YOUR TASK
An exact transcription of every entry is required, with the images left out.

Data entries
>>>>

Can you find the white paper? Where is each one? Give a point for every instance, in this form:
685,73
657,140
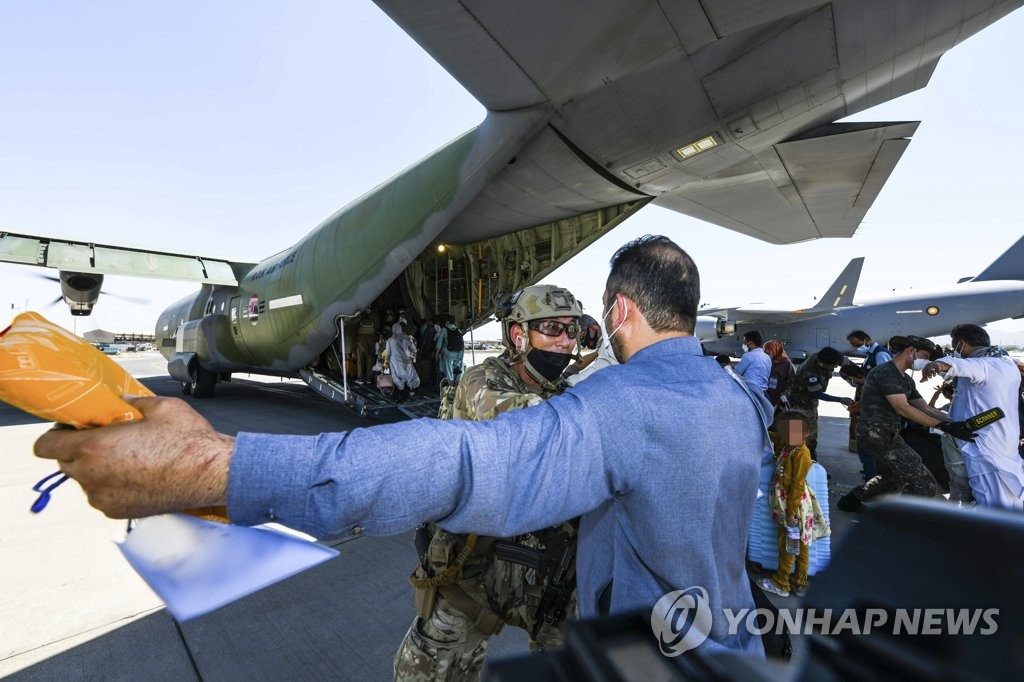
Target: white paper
197,565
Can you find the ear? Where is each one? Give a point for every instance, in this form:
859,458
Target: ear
518,337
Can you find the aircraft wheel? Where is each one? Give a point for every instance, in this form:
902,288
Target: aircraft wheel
205,381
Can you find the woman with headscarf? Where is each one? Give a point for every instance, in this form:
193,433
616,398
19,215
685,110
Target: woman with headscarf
782,373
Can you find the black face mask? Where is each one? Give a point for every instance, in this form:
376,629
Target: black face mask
549,365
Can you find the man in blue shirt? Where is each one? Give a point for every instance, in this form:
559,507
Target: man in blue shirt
755,366
659,456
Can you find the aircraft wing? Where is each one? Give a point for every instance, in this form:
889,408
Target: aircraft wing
721,111
763,315
75,256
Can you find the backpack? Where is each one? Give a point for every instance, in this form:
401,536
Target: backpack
455,341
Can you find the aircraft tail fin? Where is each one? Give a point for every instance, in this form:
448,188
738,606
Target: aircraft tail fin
842,291
1008,266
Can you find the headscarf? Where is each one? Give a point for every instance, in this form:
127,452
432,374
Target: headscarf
776,351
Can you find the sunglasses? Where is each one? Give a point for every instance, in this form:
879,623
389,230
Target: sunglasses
554,328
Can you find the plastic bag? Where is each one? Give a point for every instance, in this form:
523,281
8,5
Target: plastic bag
50,373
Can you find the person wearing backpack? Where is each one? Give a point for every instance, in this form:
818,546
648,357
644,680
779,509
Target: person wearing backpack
450,349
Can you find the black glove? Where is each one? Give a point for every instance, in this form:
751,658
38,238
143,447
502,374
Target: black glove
957,430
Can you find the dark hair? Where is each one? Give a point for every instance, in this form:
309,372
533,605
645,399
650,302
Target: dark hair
797,415
971,334
660,279
898,344
921,343
829,355
852,371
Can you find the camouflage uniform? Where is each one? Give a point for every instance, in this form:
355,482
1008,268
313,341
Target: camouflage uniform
810,381
900,467
486,593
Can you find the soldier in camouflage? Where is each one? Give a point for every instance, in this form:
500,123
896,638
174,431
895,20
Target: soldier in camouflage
809,386
890,397
464,593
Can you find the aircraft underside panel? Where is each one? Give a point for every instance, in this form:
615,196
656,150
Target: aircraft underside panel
465,280
636,84
547,181
819,184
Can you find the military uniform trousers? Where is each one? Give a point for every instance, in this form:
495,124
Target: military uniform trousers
900,467
453,642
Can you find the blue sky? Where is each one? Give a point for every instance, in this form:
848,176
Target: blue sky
233,128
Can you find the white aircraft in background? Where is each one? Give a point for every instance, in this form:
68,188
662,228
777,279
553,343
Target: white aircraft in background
996,293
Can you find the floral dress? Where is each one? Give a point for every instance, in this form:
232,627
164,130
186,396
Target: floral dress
787,465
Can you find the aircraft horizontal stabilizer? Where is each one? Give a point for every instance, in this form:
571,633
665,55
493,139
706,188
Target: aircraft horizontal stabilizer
818,184
1008,266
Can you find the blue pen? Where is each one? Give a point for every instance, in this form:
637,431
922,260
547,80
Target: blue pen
44,493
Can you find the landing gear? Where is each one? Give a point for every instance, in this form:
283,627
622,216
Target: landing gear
200,384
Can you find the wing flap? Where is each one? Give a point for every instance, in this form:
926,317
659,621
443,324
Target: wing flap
71,256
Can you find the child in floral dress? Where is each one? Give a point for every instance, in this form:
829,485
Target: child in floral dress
793,503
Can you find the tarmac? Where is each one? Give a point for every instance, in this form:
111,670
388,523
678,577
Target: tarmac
72,608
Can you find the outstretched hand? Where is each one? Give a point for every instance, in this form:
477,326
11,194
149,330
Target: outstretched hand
170,461
958,430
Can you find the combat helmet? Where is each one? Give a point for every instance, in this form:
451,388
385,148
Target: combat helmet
535,302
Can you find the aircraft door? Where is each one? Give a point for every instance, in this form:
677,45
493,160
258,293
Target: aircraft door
236,302
236,314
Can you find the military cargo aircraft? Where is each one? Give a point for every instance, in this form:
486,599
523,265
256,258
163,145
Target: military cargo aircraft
726,112
996,293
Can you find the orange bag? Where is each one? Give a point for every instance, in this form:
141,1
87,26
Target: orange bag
50,373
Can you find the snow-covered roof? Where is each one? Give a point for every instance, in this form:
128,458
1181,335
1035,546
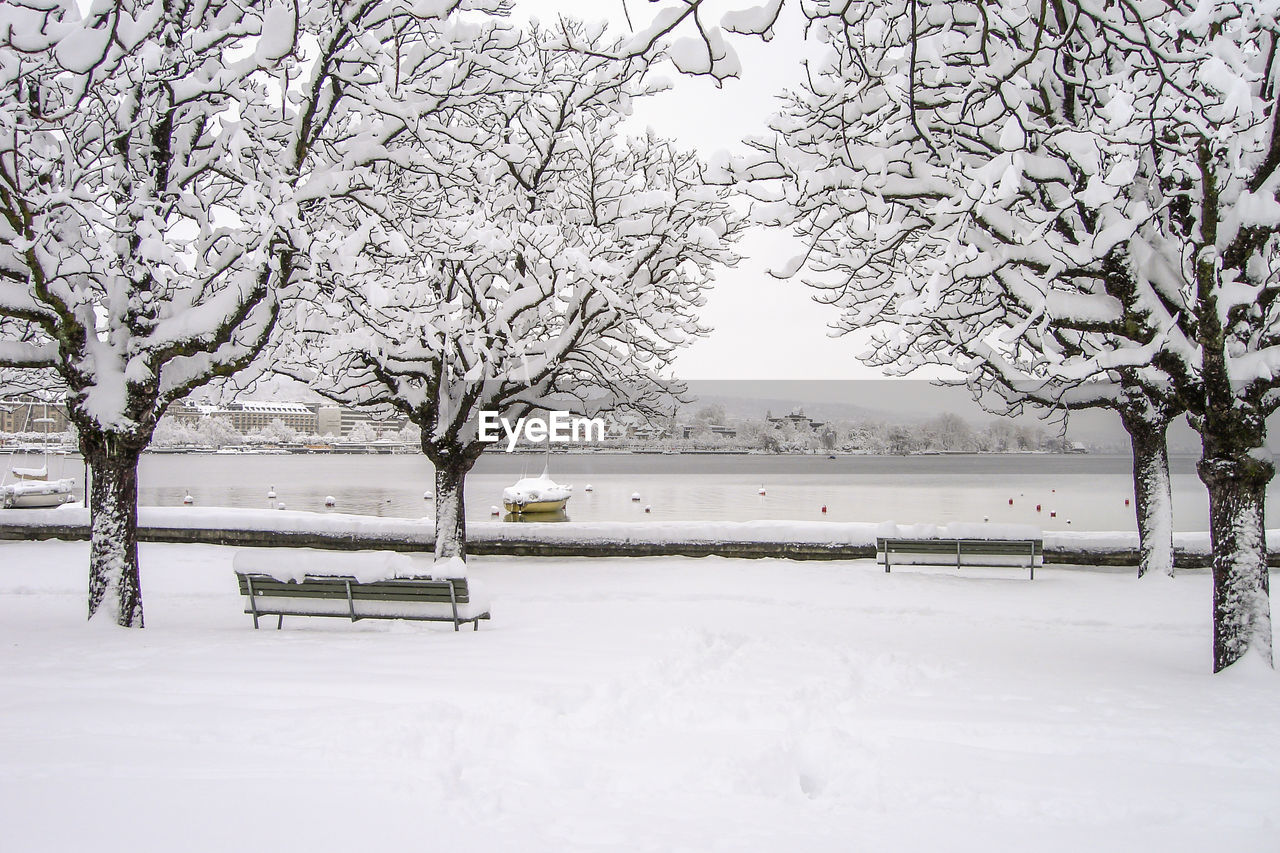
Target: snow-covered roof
273,407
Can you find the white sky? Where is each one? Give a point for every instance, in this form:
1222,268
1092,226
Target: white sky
764,328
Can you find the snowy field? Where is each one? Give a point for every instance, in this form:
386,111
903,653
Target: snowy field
635,705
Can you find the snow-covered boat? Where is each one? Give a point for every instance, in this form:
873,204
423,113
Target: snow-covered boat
32,489
36,495
536,495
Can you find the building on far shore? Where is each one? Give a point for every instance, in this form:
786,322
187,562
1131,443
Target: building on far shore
250,415
26,415
798,419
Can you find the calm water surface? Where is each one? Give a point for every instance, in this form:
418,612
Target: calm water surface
1087,492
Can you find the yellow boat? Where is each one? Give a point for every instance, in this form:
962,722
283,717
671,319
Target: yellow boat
536,495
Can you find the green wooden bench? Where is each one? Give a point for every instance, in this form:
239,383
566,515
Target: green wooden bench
426,600
1024,553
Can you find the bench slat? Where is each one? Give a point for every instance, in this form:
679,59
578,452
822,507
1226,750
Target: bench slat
269,596
960,552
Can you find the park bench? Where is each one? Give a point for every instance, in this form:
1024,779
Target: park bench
366,592
1025,553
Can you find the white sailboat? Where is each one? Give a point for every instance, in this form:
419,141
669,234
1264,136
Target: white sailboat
32,489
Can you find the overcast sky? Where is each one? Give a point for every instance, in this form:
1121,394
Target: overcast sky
764,328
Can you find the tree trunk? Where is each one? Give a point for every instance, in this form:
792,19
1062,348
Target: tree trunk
1153,500
451,516
114,583
1242,607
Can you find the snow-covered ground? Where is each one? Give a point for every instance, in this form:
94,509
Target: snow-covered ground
635,705
421,530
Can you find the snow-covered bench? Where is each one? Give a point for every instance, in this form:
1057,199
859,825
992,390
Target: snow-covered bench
1025,553
362,584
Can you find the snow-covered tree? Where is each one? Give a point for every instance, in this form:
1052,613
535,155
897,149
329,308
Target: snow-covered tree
156,160
1077,203
552,265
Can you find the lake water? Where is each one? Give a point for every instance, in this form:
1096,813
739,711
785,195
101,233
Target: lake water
1087,492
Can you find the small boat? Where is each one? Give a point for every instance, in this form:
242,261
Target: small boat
32,489
536,495
36,495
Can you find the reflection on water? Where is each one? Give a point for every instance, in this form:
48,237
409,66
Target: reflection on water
1084,491
534,518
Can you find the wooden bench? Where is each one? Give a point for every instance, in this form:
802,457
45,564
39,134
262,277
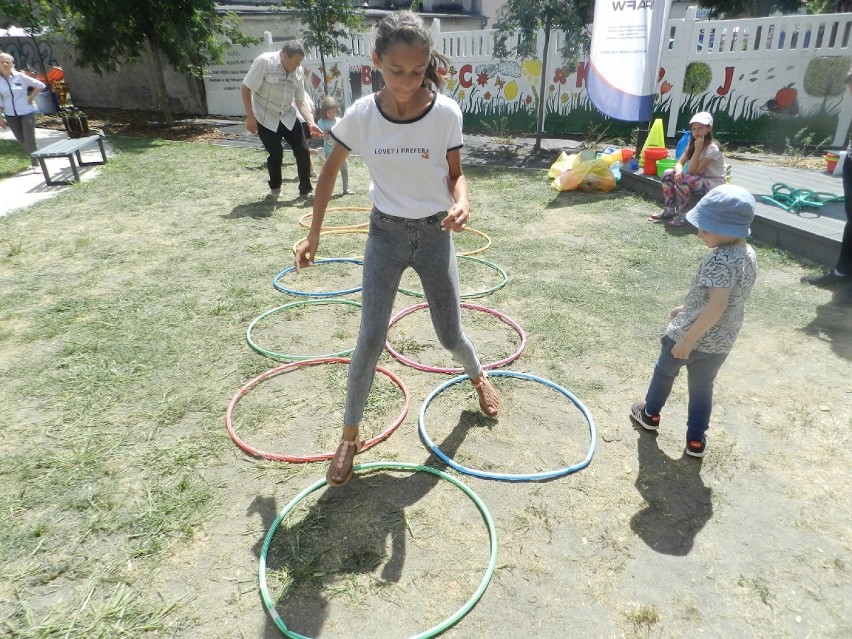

<<<<

ANSWER BOX
Can you find the white paper? Where is each one? Give a point for every instance, in this form:
685,73
657,140
Target: white paper
197,565
Can you find the ear? Where is each one? Give a point for every instance, in this form:
859,458
Target: ear
518,337
Can you find the aircraft wheel? Where is each one? Give a point for every instance, in this form:
902,288
Target: aircraft wheel
205,381
Can you find the woman with headscarf? Where is each one? Give a point for every instance, in this form:
193,433
616,398
19,215
685,110
Target: woman with headscarf
782,373
Can you find the black face mask? Where is each one? Give a point for every instance, in this form:
376,629
Target: black face mask
549,365
Can you find the man in blue shirt? Where is each one? Give a point for every instance, in this form:
559,507
Target: man in blue shirt
755,366
659,456
Can you find the aircraft wing? Where is each one? Give a point for every instance, in this form:
889,408
Target: aircraft wing
721,111
763,315
75,256
Can you find the backpack? Where is each one? Give a point for every instance, in this form:
401,536
Target: backpack
455,341
Can you find the aircraft tail fin? Where is each one? Give a point for every instance, in this form:
448,188
738,606
Target: aircraft tail fin
842,291
1008,266
Can you find the headscarf? Where is each one? Give a point for every instance, in this form:
127,452
432,374
Target: headscarf
776,351
Can you find the sunglasses? Where is each one? Give a point for every instance, in this form:
879,623
389,230
Target: sunglasses
554,328
Can you find the plastic bag? Where is each one? Give a point for every instance, in this form:
523,281
8,5
Target: plastic bag
50,373
Can you find the person wearing backpack? Where is each one? Give a point for every instance, in this form:
818,546
648,357
644,680
779,509
Target: person wearing backpack
450,349
Can you find the black glove? Where is each one? Give a point for every instance, in this form:
751,658
38,238
143,447
502,374
Target: black glove
957,430
Can you find the dark hair? Where is each one? Give a point for every instance, in this form:
309,372
533,605
645,399
650,302
Target: dark hair
797,415
971,334
660,279
898,344
921,343
829,355
852,371
Can you find the camouflage uniform? Where is each one? Give a point for every instance, in this form:
355,482
1008,268
313,341
Target: camouflage uniform
810,381
900,467
486,593
Can you find the soldier in camouflage? Where is each one? Give a point for every instance, in this form:
500,123
896,638
174,431
895,20
Target: soldier in camouflage
809,386
890,397
464,593
Can you find the aircraft underside panel? Where is each one? Give a point for every instance, in this form:
615,196
656,150
Target: aircraft underside panel
465,280
636,84
547,181
819,184
Can you find the military uniform trousers? Where is each one? Give a point for every instance, in this form:
495,124
Target: military uniform trousers
900,467
453,642
Can you find the blue sky? Where is each one? Give a point for every instance, in this form:
848,176
Target: blue sky
233,128
Can you find the white aircraft in background? Where is each one? Give a point for every instance, in this form:
68,188
662,228
777,279
553,343
Target: white aircraft in background
996,293
Can you find the floral dress? Where is each one? Give a point for every instance, in this form:
232,627
164,130
186,396
Target: floral dress
787,465
Can you find the aircraft horizontal stabilizer? Where is each one? Give a point for every instance, in this form:
571,633
665,55
493,139
706,188
Target: aircraft horizontal stabilizer
818,184
1008,266
Can you find the blue pen? Where is each one? Give a point for every instance, in this form:
637,431
922,260
547,80
Target: blue pen
44,493
Can you find the landing gear? Where is each one? Give a point for every instance, in this form:
283,627
622,216
Target: landing gear
200,384
Can you find the wing flap? Where is each one? Give a point for every instance, in this form:
926,317
659,621
443,324
Target: wing flap
71,256
Can you find the child in floral dress? Where is each one? Give a point for every instance, in this form:
829,485
Target: child in floral dress
793,503
Can you find the tarmac? Where is each one? Give a point for every instance, in this form:
111,670
388,523
678,577
Target: tarmac
72,608
Can you find the outstretched hand? Where is each one? Give a point for every instance, in this form:
477,326
11,194
149,330
Target: outstretched hand
170,461
958,430
Can you find the combat helmet? Where is each one? Give a point for every instance, in this form:
451,388
385,148
Target: combat helmet
535,302
Can you find the aircraft door? Where is each one? Give a point for every instance, in this form:
677,45
493,160
258,293
Target: aircraft door
236,302
236,314
Can you find the military cargo aircraft? Where is each one? Give a point for every instance, in this form:
486,599
523,265
256,258
163,145
Target: military cargo aircraft
726,112
996,293
Can you find the orange bag? Where is each one? Give a point for every instance, in this form:
141,1
87,26
Target: orange bag
50,373
Can you find the snow-covered roof? Where is each one? Give a point for every instance, in this form:
128,458
1181,335
1035,546
Target: snow-covered roof
273,407
Can you find the white sky? Where is each one? Give a point for every instance, in this form:
1222,268
1092,226
Target: white sky
764,328
Can you find the snowy field? Where is each one? Give a point for every instance, in this form:
386,111
903,653
Target: snowy field
635,705
Can you find the snow-covered boat? Where is each one? Give a point for every instance, in this form:
873,204
423,113
Target: snow-covered boat
32,489
36,495
536,495
Can you find the building on far shore? Where is each one? Give a point for every instance, in this form:
786,322
187,562
1131,443
Target: building on far shore
250,415
26,415
798,419
Can you find the calm water surface? Where is each one? Give a point for every instance, in this form:
418,612
Target: calm water surface
1087,492
Can you find the yellow boat? Where is each one? Give a point for every instance, in this form:
962,722
283,717
671,319
Target: yellow boat
536,495
Can you find the green wooden bench? Where is each one? Give a point for every instance, in this form:
239,383
566,515
Target: green wooden bench
426,600
1024,553
Can you find the bench slat? Where is each one? Give a point for every instance, in this form:
679,59
578,452
822,507
1226,750
Target: bench slat
269,596
960,552
Can you find the park bench? Where is each one? Give a point for every instance, in this form:
1024,779
Target: park bench
366,592
1025,553
Can you find the white sailboat? Where is each one? Give a point for every instance, in this form:
419,141
669,234
1264,136
Target: white sailboat
32,489
Can you find the overcast sky? Where is each one? Give a point for every instance, in this form:
1121,394
Target: overcast sky
764,328
Can you find the tree trunk? Where is each one? Give a point for every instance, in this form:
792,19
1062,348
Target: tree trunk
1153,500
451,516
114,583
1242,607
Can you find the snow-covered ground? Where is each one? Give a point for every instance, in this form:
94,509
Target: snow-covered ground
635,705
421,530
Can you find the snow-covered bench? Where is each one? Give a point for every instance, in this form:
1057,199
859,825
992,390
Target: snow-covered bench
1025,553
362,584
Can you find the snow-covered tree? Where is each one? Give a point for every instance, in this form:
1052,613
535,155
897,149
329,308
Target: snow-covered tree
156,160
1077,203
552,265
Can you find the lake water? Where is each one? Give a point for every instance, in this form:
1096,813
739,711
785,195
101,233
Target: lake water
1087,492
Can you find the small boat? Where is each one? Give a point for every instance, in this form:
242,261
Target: small boat
32,489
536,495
36,495
Can you find the reflection on water? Where is each one? Give a point for every instance, in this form:
48,237
409,66
Target: reflection on water
1084,491
534,518
Can you find the wooden bench? Where is each one? Give a point for every instance, in this form:
802,457
45,564
39,134
262,277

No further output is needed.